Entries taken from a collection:
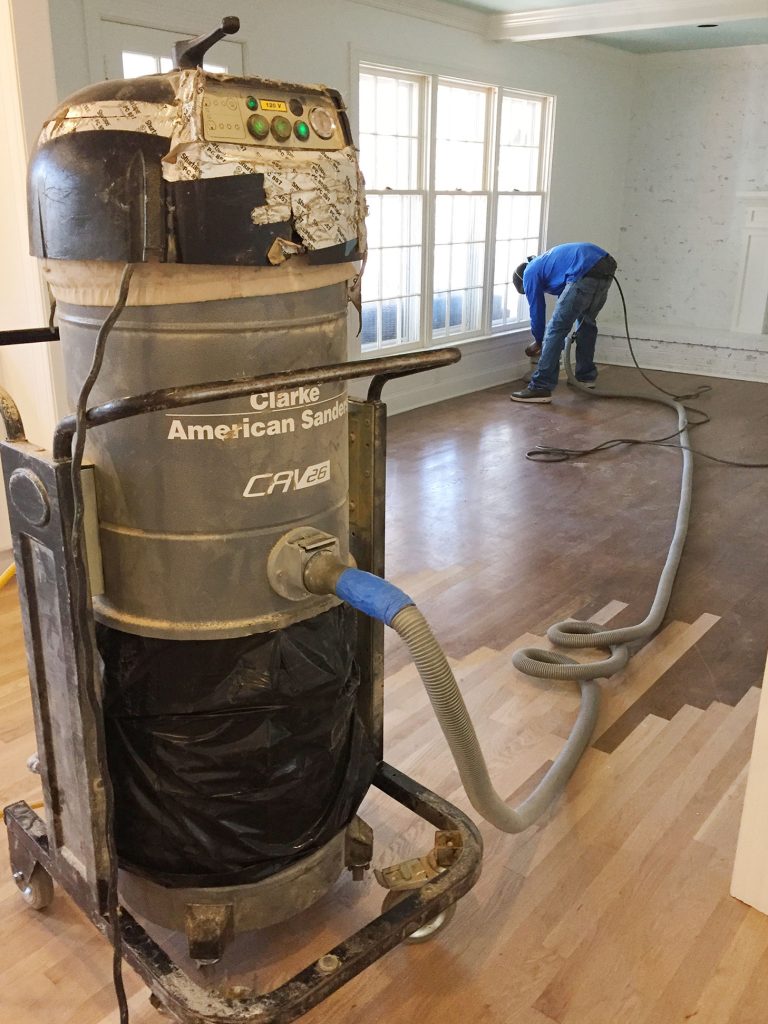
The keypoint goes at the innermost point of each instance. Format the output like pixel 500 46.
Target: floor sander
pixel 200 554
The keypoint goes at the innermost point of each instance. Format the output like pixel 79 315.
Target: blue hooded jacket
pixel 551 271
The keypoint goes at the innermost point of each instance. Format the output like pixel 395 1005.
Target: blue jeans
pixel 580 303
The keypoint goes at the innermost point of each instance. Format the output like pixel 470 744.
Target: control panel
pixel 252 115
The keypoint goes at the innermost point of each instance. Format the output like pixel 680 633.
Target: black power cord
pixel 84 648
pixel 545 453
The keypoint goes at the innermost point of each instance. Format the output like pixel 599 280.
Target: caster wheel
pixel 38 892
pixel 430 928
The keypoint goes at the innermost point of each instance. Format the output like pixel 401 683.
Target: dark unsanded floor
pixel 543 542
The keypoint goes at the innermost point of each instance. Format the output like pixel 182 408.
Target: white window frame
pixel 429 80
pixel 425 160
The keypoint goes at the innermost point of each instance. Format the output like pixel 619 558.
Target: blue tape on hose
pixel 372 594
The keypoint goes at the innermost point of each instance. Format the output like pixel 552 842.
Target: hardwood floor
pixel 615 906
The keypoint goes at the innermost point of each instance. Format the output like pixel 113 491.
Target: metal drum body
pixel 190 503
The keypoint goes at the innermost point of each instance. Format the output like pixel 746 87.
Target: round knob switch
pixel 258 126
pixel 282 128
pixel 322 121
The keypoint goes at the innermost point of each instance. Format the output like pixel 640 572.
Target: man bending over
pixel 580 273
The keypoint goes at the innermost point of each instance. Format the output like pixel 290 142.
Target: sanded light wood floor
pixel 615 906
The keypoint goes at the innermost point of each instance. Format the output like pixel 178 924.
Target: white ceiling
pixel 639 26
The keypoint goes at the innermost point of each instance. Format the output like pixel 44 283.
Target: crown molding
pixel 434 10
pixel 620 15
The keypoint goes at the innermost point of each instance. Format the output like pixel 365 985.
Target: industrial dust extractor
pixel 201 554
pixel 208 713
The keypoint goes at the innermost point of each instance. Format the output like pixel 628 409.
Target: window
pixel 452 210
pixel 131 50
pixel 135 65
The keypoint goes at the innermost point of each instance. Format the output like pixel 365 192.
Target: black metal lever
pixel 29 335
pixel 189 52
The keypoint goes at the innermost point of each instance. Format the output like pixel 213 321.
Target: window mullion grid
pixel 429 133
pixel 493 141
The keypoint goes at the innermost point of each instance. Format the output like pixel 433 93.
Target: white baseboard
pixel 690 350
pixel 484 364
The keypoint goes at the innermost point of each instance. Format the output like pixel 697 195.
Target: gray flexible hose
pixel 449 705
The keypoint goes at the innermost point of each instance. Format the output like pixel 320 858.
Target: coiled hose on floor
pixel 381 599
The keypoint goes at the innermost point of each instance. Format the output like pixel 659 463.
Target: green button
pixel 258 126
pixel 281 128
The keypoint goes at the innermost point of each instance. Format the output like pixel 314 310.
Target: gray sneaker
pixel 532 395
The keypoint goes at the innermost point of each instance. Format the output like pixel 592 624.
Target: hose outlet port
pixel 288 564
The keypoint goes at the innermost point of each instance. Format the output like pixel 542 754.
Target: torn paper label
pixel 114 115
pixel 281 249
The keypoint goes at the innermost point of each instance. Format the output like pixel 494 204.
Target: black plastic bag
pixel 229 759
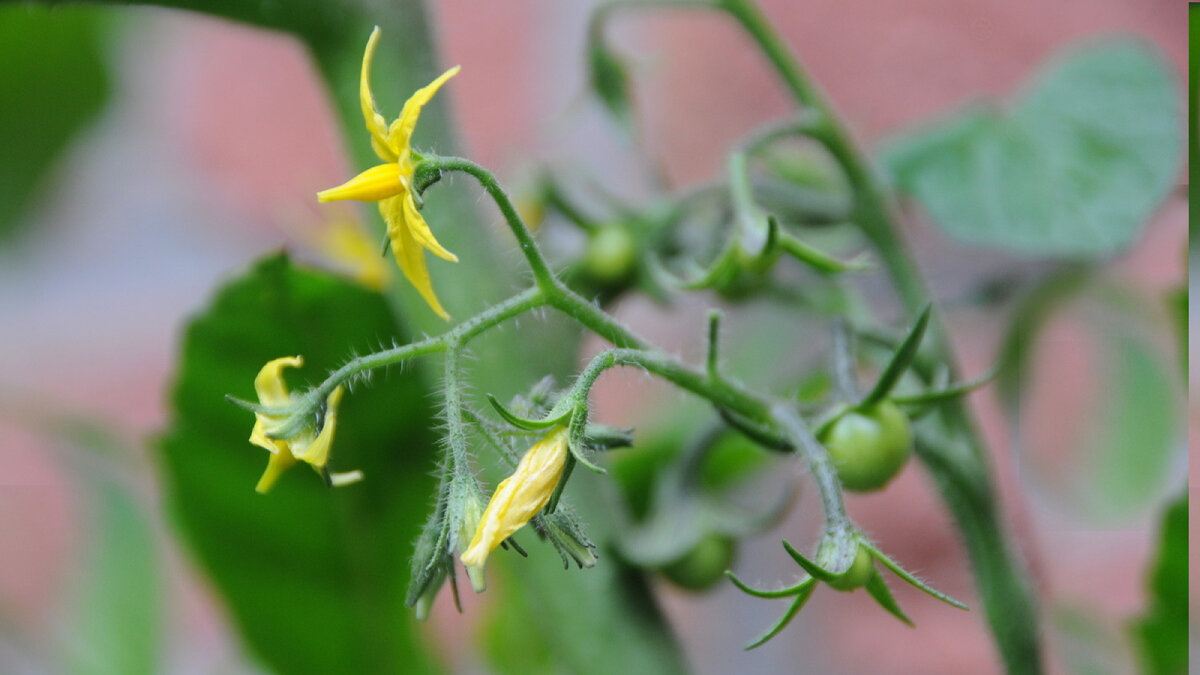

**EXERCISE BRIEF**
Extract every line of the material above that contains the word "metal", matching case exactly.

**WRITTEN RESPONSE**
Target: metal drum body
Target: black metal lever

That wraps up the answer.